── 本文

研究課題/領域番号 |
18K15075
|
研究機関 | 国立研究開発法人国立国際医療研究センター |
研究代表者 |
小林 直樹 国立研究開発法人国立国際医療研究センター, その他部局等, 上級研究員 (80750728)
|
研究期間 (年度) |
2018-04-01 – 2022-03-31
|
キーワード | インスリン抵抗性 / 糖尿病 / アクチビン / FGF21 |
研究実績の概要 |
前年度に引き続き、Activin Bによる生体への影響について検討を加え、以下の知見を得た。 アクチビンは筋分化抑制因子として知られるミオスタチンと同じファミリーであり、細胞内シグナルもミオスタチンと一部共通している。したがってアクチビンシグナルの増強によってミオスタチン様の作用が亢進した場合、骨格筋における作用が懸念される。そこで、長期的なアクチビンシグナル増強の影響を検討するためアデノ随伴ウィルスベクター (AAV) を用いて、食餌性肥満マウスにおいて肝臓特異的にアクチビンを1ヶ月程度持続的に強制発現させた(図)。その結果、除脂肪体重・筋重量・握力には影響を認めず、脂肪量が有意に低下し、耐糖能異常およびインスリン抵抗性が著明に改善した。また、皮下脂肪組織および褐色脂肪組織において、肝臓と同様にFGF21発現の亢進を認めた。また褐色脂肪組織においてUcp1やCideaなどの遺伝子発現が有意に上昇していた。これらの結果から、アクチビンシグナル増強によって懸念された筋萎縮等は認めずに代謝改善作用が期待されると考えられた。リコンビナントタンパク質投与による薬効評価も実施したが、ウィルスによる強制発現で認められたような薬効は観察できなかった。投与量が不足していることが考えられたことから、今後、投与量を増やして再検討するとともに、タンパク質の安定性を向上させるため抗体のFc領域 (Fragment crystalisable) を融合したリコンビナントタンパク質を生産し、その薬効評価を行う。また、Activin Bの生理的役割を検討するため、Inhbb遺伝子を欠損したマウスの作出を行なった。このマウスの解析は次年度以降引き続き実施する。

────
── 資料の抜粋

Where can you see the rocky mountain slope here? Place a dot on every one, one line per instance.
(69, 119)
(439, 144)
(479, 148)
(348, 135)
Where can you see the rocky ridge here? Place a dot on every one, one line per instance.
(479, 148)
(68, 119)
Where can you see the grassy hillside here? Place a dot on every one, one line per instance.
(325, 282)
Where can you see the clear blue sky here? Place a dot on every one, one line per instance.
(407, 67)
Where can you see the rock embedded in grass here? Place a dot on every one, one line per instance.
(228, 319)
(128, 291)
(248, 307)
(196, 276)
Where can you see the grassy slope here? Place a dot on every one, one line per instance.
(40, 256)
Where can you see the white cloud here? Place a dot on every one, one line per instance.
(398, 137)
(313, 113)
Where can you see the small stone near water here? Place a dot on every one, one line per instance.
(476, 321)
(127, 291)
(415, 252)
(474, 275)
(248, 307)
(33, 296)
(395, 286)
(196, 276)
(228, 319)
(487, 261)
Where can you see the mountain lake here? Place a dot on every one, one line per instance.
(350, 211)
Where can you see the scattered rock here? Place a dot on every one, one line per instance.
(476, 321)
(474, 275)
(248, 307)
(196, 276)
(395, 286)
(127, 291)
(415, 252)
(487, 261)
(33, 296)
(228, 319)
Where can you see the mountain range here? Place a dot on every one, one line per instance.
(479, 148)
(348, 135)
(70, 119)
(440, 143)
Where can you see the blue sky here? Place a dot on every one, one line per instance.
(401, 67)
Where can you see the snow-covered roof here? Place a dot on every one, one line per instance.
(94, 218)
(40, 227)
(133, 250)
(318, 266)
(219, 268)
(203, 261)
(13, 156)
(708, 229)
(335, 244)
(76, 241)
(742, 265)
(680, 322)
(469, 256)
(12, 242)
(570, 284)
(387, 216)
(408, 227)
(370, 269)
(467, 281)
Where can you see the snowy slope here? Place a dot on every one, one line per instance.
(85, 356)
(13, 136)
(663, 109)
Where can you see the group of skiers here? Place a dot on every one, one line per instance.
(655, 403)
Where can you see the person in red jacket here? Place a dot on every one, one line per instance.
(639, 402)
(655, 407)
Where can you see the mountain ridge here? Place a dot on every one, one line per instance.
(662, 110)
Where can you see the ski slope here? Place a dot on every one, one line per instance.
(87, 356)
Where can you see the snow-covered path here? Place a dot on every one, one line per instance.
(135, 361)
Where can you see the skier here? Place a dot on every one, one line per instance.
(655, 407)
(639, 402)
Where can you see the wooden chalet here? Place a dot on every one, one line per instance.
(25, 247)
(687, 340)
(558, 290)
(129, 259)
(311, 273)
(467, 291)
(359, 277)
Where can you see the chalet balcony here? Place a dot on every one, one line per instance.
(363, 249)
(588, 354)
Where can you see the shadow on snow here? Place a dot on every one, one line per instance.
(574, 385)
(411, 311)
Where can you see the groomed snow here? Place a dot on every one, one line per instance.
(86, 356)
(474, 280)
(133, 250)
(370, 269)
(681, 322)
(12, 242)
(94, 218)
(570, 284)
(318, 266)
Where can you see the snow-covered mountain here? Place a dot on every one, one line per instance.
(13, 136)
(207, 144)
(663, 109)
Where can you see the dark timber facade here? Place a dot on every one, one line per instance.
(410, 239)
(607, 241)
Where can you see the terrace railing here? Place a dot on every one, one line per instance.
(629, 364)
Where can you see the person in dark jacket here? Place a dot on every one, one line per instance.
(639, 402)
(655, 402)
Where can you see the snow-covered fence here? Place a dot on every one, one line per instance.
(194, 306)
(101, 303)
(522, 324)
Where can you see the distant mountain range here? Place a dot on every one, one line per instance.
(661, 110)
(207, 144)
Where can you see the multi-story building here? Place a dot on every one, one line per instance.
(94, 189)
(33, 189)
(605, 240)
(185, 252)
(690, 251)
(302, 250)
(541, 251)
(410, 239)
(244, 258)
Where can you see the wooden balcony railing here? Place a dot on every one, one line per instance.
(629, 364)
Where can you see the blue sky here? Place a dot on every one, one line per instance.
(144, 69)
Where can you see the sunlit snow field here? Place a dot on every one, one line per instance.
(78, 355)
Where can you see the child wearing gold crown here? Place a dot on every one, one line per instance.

────

上にあるアクチビンBの研究概要の続きを、最後の文のあとから書いてください。

|
現在までの達成度 (区分) |
現在までの達成度 (区分)
2: おおむね順調に進展している
理由
生体、とくに病態におけるActivin Bのでの作用について新たな知見を得た。主に、1) 肥満モデルにおける体重減少効果と褐色脂肪組織における変化、2) 懸念された骨格筋に及ぼす影響は小さいこと、などを明らかにした。また、遺伝子改変動物の作出に関しても進展を認めており、上記のように評価した。
|
今後の研究の推進方策 |
Activin Bの生体への作用におけるFGF21の関与についてさらに検討を進める。具体的には、Activin Bの過剰発現において認められたインスリン抵抗性改善作用・インスリン非依存的な血糖低下作用および体重減少作用について、FGF21ノックアウトマウスを用いて検討する。 また、絶食時に肝臓において強く誘導されるActivin Bを欠失することで、個体のエネルギー恒常性にどのような影響があるのか、上記より得た肝臓特異的Inhbb欠損マウスと野生型マウスを比較することで、正常時および各種代謝ストレスモデル (絶食時・寒冷刺激時・肥満時・加齢など) において、血糖値を含む血中生化学値・体温・エネルギー収支・各組織における遺伝子発現解析等を行うことで検討する。